• MATERIALS PROVIDED:

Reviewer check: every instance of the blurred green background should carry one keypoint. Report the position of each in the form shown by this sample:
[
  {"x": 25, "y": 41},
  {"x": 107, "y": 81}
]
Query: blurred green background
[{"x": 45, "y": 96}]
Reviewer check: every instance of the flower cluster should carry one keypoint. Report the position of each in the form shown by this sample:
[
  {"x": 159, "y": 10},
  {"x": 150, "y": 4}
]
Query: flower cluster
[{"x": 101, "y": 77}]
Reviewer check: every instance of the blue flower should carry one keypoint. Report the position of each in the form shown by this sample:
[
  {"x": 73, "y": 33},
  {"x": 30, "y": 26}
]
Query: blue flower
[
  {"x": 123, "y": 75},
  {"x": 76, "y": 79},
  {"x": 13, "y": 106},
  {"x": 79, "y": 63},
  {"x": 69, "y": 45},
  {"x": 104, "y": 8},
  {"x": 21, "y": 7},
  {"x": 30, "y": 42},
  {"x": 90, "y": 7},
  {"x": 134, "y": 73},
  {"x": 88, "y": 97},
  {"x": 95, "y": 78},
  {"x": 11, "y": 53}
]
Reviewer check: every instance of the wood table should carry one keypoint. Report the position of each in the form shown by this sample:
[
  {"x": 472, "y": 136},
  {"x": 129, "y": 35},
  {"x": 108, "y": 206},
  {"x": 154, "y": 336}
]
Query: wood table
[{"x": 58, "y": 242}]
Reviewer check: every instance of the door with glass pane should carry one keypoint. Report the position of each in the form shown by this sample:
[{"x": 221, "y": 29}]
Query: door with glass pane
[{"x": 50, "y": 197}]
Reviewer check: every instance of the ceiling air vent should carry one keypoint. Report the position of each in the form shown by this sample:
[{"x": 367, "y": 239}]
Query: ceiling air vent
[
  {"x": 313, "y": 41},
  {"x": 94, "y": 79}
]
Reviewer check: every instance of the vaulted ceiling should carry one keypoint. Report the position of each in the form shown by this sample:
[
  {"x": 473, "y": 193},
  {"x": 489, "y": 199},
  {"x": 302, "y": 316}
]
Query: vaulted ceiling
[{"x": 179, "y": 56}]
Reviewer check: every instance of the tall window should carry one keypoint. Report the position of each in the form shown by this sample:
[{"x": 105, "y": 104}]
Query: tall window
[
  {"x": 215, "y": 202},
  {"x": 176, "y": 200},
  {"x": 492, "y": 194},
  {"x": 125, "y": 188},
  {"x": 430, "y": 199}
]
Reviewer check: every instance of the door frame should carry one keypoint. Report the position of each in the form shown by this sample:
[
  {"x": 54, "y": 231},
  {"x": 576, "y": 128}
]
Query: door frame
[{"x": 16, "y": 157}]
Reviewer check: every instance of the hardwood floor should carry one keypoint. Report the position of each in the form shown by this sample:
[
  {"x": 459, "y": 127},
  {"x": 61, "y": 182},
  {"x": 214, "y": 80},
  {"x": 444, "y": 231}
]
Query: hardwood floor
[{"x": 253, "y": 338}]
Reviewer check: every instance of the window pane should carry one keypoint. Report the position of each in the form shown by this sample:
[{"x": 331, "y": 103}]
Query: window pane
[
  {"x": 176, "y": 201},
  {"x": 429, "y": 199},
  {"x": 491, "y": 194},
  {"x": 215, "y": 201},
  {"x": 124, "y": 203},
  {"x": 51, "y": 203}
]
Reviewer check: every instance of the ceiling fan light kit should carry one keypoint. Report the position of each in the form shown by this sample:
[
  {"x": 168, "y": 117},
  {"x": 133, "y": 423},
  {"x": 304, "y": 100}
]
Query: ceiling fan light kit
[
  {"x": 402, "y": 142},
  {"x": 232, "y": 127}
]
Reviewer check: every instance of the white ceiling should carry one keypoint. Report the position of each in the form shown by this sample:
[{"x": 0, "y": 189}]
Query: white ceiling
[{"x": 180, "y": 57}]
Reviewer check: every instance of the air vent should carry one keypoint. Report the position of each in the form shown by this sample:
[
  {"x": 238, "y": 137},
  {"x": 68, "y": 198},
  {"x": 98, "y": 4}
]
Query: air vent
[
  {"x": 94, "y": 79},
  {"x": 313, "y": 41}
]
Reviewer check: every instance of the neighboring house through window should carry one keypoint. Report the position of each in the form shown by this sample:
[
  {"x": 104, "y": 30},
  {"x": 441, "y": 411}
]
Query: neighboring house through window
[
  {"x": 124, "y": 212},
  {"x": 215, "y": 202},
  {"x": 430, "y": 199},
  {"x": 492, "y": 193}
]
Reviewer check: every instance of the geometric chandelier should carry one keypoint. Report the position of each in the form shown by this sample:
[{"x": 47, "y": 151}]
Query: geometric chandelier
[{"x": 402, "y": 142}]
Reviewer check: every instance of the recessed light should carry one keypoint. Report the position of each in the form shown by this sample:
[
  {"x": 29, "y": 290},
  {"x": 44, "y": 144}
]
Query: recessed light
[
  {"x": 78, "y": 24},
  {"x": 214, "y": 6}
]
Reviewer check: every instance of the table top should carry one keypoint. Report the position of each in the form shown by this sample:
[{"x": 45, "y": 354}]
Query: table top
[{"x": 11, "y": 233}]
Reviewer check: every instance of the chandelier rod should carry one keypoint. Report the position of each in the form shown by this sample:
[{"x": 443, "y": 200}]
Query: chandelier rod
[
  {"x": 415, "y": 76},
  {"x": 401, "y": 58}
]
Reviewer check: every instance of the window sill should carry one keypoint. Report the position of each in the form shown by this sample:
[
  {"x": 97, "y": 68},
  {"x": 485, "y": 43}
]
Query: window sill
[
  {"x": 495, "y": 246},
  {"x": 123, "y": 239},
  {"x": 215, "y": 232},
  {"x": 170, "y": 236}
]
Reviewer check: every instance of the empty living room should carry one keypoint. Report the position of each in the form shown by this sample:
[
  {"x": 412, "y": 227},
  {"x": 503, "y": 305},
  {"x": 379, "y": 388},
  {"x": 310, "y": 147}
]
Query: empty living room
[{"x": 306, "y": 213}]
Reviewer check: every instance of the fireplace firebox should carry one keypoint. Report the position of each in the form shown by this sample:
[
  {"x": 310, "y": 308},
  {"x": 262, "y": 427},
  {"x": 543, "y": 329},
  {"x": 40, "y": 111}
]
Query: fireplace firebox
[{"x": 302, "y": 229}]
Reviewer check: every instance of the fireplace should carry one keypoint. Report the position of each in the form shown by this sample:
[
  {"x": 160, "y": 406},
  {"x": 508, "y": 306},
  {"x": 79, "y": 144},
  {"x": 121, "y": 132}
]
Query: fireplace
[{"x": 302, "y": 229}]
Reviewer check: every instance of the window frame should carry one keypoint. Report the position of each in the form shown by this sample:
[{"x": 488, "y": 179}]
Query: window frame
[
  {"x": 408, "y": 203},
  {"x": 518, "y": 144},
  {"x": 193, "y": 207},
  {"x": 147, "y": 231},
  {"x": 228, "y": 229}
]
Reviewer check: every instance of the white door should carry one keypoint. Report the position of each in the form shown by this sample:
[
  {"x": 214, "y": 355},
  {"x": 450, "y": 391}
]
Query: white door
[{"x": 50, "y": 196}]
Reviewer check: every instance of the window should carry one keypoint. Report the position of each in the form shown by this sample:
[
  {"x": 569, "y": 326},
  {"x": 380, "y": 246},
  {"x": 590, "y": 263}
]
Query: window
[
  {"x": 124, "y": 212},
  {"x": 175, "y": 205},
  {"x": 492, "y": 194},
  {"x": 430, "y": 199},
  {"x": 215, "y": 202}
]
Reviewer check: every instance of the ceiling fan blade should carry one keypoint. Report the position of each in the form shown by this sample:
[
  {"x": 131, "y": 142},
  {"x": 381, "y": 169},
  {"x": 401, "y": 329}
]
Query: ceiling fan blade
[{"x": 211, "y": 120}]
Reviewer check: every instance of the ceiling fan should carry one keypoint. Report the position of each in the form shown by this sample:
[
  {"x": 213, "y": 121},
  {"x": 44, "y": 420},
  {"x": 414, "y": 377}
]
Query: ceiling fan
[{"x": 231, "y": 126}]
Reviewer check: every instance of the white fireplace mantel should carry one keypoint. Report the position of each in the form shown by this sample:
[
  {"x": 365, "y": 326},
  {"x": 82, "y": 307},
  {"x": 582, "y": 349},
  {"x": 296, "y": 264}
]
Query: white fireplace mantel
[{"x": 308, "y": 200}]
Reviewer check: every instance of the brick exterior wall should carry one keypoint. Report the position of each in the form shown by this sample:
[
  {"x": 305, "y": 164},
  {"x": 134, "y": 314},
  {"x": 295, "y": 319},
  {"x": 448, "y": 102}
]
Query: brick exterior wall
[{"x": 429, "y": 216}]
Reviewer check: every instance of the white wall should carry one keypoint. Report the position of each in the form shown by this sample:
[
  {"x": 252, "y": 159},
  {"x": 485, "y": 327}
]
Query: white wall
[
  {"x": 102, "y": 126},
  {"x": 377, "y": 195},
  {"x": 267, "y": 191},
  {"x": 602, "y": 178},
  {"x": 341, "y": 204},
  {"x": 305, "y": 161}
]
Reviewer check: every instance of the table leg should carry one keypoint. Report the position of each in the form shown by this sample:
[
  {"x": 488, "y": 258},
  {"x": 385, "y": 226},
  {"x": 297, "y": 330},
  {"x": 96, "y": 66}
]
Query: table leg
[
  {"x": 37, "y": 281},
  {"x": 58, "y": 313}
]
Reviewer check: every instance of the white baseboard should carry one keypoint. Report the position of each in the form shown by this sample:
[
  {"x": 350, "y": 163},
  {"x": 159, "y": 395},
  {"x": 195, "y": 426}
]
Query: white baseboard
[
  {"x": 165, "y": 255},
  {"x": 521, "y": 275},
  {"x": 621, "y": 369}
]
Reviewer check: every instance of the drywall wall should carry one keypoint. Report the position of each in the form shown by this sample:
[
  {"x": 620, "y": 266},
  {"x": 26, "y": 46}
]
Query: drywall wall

• WHAT NEEDS TO BE DONE: Give only the count of lines in the data that include the string "drywall".

• EXERCISE SOLUTION: 2